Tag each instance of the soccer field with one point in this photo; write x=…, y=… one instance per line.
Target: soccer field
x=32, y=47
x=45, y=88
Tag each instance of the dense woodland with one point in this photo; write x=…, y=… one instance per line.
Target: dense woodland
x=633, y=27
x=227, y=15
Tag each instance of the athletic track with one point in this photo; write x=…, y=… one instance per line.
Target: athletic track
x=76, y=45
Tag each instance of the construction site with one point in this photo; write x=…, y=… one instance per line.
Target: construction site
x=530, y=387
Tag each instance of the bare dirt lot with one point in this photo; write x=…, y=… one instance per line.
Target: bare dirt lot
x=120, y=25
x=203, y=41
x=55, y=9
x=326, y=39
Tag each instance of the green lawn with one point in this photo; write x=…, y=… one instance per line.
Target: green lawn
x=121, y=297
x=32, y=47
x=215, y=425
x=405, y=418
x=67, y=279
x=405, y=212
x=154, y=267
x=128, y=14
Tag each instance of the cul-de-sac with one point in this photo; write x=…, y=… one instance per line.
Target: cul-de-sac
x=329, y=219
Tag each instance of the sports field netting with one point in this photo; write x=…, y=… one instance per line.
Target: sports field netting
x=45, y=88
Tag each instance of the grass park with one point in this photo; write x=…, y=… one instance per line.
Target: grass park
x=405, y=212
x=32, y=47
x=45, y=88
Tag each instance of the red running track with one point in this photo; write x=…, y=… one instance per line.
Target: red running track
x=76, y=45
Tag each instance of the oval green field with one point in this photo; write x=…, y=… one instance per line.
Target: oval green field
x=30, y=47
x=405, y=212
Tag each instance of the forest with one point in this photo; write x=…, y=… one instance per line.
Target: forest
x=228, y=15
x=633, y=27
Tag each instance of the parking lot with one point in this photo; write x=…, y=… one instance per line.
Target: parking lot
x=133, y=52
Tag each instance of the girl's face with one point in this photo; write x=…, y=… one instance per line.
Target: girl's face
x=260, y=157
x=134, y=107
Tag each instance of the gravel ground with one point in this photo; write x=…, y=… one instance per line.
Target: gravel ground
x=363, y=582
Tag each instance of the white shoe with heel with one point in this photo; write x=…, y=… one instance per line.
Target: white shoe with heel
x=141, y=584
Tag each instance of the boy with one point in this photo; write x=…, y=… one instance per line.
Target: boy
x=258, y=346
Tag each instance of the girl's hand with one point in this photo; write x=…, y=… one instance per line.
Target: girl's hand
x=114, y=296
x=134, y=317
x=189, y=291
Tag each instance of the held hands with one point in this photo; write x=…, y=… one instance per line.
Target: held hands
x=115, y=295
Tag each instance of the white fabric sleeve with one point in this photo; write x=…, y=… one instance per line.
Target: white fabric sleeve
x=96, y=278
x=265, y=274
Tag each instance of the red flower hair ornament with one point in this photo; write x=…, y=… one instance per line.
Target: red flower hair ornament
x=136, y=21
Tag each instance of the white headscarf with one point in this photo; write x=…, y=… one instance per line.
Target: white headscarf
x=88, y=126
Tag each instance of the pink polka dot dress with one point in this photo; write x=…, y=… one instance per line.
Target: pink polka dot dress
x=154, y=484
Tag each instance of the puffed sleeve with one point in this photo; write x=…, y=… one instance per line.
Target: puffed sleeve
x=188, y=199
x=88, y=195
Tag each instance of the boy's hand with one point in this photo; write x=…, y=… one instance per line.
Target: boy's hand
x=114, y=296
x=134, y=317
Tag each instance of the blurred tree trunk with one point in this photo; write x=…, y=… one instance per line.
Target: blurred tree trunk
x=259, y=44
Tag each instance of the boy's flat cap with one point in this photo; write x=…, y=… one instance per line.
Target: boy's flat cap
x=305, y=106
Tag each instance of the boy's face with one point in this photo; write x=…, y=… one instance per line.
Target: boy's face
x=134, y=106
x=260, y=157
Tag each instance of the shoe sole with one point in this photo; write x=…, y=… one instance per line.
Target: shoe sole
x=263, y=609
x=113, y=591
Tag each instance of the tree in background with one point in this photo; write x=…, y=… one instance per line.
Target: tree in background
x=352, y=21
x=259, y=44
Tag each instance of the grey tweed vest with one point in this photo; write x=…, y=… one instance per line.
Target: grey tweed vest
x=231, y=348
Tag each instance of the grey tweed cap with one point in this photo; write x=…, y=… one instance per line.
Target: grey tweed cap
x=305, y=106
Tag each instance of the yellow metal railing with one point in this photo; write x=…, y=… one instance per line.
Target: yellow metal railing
▬▬▬▬▬▬▬▬▬▬
• PROBLEM DETAILS:
Rewrite the data from the line that contains "Tag each instance of the girl's hand" through the line that contains "x=115, y=295" as a numbered list, including both of those lines and omitting any blank lines.

• THE COMPLETED TASK:
1. Tag each instance of the girl's hand with one point in this photo; write x=…, y=… one instance per line.
2. Target: girl's hand
3. x=114, y=296
4. x=134, y=317
5. x=189, y=291
6. Tag each instance of the held hands with one point in this photo; write x=…, y=… one instance per line.
7. Target: held hands
8. x=115, y=295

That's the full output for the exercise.